- Saved data entries

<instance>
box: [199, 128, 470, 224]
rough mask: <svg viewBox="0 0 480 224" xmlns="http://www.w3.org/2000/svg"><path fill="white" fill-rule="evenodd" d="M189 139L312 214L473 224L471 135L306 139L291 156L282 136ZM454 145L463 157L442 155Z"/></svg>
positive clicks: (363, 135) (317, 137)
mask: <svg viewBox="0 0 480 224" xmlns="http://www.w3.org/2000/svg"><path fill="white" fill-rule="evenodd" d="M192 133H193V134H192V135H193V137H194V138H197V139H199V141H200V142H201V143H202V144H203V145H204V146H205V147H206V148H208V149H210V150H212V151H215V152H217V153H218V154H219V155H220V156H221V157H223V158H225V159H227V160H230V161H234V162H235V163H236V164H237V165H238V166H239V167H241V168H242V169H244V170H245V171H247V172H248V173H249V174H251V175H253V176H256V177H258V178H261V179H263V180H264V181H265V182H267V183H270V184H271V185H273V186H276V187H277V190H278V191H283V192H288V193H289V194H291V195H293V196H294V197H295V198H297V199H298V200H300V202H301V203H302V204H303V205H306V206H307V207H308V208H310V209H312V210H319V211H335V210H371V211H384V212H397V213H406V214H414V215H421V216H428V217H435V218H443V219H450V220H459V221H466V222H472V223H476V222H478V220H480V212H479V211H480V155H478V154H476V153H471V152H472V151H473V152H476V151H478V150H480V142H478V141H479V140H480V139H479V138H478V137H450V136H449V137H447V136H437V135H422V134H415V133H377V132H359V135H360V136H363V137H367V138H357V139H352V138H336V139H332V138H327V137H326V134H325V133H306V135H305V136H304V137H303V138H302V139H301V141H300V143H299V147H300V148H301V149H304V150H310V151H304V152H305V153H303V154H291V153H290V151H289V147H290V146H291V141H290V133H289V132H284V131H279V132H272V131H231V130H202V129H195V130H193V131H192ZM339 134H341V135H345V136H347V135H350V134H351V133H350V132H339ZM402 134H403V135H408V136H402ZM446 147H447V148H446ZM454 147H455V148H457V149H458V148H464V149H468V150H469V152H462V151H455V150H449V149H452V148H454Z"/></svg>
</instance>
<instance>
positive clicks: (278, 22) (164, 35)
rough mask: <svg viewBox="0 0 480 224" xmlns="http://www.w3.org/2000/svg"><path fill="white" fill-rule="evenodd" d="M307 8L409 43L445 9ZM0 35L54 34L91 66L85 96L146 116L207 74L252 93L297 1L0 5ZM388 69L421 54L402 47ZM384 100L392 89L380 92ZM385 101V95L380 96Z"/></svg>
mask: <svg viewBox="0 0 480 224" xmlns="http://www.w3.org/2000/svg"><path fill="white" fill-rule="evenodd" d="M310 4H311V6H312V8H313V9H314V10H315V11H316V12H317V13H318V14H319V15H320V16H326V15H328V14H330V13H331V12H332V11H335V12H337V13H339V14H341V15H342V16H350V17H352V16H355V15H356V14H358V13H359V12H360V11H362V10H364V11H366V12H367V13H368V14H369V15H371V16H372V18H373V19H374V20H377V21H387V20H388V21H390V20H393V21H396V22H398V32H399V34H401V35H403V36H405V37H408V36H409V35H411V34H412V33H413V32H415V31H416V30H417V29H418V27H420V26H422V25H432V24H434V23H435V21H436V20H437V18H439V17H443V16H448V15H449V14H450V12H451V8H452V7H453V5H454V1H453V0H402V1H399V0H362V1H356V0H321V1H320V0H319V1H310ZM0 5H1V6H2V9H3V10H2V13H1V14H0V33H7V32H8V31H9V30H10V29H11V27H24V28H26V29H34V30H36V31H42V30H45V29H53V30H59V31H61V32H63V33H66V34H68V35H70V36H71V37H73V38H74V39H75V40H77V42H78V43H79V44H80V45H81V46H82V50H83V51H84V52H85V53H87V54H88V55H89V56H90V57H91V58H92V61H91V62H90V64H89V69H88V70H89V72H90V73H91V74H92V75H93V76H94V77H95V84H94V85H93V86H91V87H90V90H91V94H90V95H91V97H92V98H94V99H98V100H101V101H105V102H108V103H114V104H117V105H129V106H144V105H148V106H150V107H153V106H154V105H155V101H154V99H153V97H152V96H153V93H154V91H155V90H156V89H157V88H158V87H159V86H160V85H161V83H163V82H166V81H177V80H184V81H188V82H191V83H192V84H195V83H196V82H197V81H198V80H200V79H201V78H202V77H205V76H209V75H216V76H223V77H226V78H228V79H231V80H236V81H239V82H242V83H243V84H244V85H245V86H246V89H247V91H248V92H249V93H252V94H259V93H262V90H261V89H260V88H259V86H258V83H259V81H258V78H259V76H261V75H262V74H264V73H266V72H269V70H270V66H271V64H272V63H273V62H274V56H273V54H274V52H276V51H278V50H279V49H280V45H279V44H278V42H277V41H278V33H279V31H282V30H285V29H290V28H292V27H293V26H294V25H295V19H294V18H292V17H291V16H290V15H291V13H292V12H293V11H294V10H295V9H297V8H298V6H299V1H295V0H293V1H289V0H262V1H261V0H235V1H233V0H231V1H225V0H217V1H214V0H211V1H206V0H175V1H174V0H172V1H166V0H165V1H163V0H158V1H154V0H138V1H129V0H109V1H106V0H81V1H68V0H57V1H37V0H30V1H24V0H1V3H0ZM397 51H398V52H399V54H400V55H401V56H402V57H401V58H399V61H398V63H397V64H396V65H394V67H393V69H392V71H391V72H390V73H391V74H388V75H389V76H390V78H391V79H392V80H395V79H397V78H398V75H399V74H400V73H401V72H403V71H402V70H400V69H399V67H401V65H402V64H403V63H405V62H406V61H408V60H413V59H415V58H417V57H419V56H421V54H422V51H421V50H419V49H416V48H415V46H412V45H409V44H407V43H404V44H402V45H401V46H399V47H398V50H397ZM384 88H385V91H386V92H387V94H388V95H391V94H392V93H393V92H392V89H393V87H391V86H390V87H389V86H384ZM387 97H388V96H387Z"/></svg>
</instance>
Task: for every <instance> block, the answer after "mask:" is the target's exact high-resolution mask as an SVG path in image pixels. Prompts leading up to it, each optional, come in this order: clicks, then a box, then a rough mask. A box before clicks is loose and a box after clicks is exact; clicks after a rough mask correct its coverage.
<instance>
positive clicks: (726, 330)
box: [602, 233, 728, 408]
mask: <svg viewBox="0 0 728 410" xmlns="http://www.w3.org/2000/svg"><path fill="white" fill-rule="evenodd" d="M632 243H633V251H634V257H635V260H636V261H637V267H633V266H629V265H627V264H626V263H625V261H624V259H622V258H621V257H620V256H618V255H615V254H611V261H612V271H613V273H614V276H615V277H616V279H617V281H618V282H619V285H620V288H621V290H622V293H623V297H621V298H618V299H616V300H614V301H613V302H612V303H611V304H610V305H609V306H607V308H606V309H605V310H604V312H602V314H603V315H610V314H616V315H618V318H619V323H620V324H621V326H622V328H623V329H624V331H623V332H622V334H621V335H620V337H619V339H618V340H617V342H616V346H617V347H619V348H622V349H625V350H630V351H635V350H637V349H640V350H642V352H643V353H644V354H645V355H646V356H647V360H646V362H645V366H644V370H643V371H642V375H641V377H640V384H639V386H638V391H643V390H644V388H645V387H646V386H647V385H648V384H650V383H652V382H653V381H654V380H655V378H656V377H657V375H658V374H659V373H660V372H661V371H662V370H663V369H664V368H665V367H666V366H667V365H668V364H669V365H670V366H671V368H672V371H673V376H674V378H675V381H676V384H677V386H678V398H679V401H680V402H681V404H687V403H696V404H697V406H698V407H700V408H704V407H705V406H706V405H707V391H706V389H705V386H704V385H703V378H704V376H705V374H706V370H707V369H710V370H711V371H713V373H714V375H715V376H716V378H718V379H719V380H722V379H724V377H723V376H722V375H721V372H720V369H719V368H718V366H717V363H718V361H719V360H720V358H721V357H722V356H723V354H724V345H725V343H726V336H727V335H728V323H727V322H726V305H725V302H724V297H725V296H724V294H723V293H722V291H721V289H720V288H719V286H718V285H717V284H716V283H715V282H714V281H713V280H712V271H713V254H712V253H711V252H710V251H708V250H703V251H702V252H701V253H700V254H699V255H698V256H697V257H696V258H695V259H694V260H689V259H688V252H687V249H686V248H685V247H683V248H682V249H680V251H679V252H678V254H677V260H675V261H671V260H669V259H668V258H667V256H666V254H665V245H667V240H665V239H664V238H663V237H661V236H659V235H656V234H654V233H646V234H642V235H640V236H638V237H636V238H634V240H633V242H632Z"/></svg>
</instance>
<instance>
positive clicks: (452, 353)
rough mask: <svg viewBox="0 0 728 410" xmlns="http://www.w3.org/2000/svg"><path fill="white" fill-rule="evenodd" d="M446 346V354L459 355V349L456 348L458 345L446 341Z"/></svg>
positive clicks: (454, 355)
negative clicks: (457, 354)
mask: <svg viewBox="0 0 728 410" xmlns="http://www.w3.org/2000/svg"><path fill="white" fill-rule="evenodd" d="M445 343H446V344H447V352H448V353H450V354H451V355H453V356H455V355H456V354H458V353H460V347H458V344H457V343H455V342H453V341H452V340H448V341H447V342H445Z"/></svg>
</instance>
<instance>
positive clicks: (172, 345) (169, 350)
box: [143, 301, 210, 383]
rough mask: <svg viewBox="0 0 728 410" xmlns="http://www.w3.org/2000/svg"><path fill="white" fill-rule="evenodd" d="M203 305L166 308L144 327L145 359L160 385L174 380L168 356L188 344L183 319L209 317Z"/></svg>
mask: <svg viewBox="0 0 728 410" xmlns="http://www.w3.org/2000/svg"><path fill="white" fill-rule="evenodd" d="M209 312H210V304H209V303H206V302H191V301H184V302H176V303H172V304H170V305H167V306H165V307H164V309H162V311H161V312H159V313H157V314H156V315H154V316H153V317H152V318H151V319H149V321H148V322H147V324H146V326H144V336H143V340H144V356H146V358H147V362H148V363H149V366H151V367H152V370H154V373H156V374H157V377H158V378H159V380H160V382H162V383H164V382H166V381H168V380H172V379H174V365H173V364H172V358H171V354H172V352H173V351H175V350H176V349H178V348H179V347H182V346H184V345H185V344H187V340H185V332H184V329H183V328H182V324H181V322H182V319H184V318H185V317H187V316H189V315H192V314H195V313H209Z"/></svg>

- WHAT THE EXERCISE ASKS
How many lines in the items contain the string "clicks"? Case counts; give only the tally.

- FINAL ANSWER
8